### [Page extract]
++++++
That's it once visualised it becomes easier to understand.

Of course like everything else, it is never that simple as for navigation, what we have described is impractical as the intersection point "wanders" around and you end up with a co-ordinate system that is not usuable. So the system actually uses something called the prime vertical radius. But perhaps that's for another day!

KING6024

I'm just a retired simple sailor who held a PPL,from my Principles of Navigation schooling I seem to recollect that a nautical mile was assumed to be 6080 feet to account for the irregularities in the shape of the Earth.For practical purposes 6000',2000yards was used for simplicity,this equated to 10 cables or 0.1 of a N.M.This term was also used for the length of an anchor cable/chain although I can't remember an anchor chain longer than 9 shackles,which equates to 15 fathoms per shackle which doesn't fit the mould.
Colin

aterpster

King6024:

6,080 was good enough before the pros constructed the WGS84 model for use by GPS/GNSS.

forget

So what is the % difference between reality and the WGS84 model?

aterpster

forget:

That would be a question for the heavy lifters who designed the model. Suffice it to say, it is a more accurate model of the planet than we had previously.

Loose rivets

Do you recall if that was adjusted for relativistic distortions?

.
.
.
.
.
.
.


This reminds me of my days at Cass. One could gain extra cred by carrying on with the Flight Navigator's License. A lot more work.


I realized I'd got my Aristo Aviat 617 just inches from me. (purchased in 1963 in a wild moment of extravagance) I then went to get a watchmaker's eyeglass to make my eyes work like they did in 1963 Taking a great deal of care, I find the 6080 falls slightly short of the mark. So, maybe, they were hedging their bets with the final figure. .
.
.
.
.
.
.
.
.
.
.
.

KING6024

I have very good memories of Cass,I did two 'Tickets' there !
Colin

FlightPathOBN

The difference varies. The WGS model still approximates the earth surface curvature..

Also: As of the latest revision, the WGS 84 datum surface is defined as an oblate spheroid (ellipsoid), with major (transverse) radius a = 6,378,137 m at the equator and flattening f = 1/298.257223563.[6] The polar semi-minor (conjugate) radius b can be derived by b = a (1 - f) ≈ 6356752.3142 m.[7] (This is a flattening of 21.384 685 755 km, or ≈ 0.335% in relative terms).
++++++
### [What to do]
(A) Reproduce the part of the navigation thread that begins at the words "I'm just a retired" and ends after "use by GPS/GNSS.".
(B) In the navigation thread, what equatorial radius is given for the WGS 84 datum surface?
(C) According to the navigation thread, why was a nautical mile assumed to be 6080 feet, and why was 6000 feet used instead for practical purposes?

### [Data segment]
++++++
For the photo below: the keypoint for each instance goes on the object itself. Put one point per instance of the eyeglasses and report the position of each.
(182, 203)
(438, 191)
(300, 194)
++++++
### [The results]
(A)
I'm just a retired simple sailor who held a PPL,from my Principles of Navigation schooling I seem to recollect that a nautical mile was assumed to be 6080 feet to account for the irregularities in the shape of the Earth.For practical purposes 6000',2000yards was used for simplicity,this equated to 10 cables or 0.1 of a N.M.This term was also used for the length of an anchor cable/chain although I can't remember an anchor chain longer than 9 shackles,which equates to 15 fathoms per shackle which doesn't fit the mould.
Colin

aterpster

King6024:

6,080 was good enough before the pros constructed the WGS84 model for use by GPS/GNSS.

(B) 6,378,137 m

(C) The 6080-foot figure was meant to account for the irregularities in the shape of the Earth. For practical purposes, 6000 feet (2000 yards) was used for simplicity.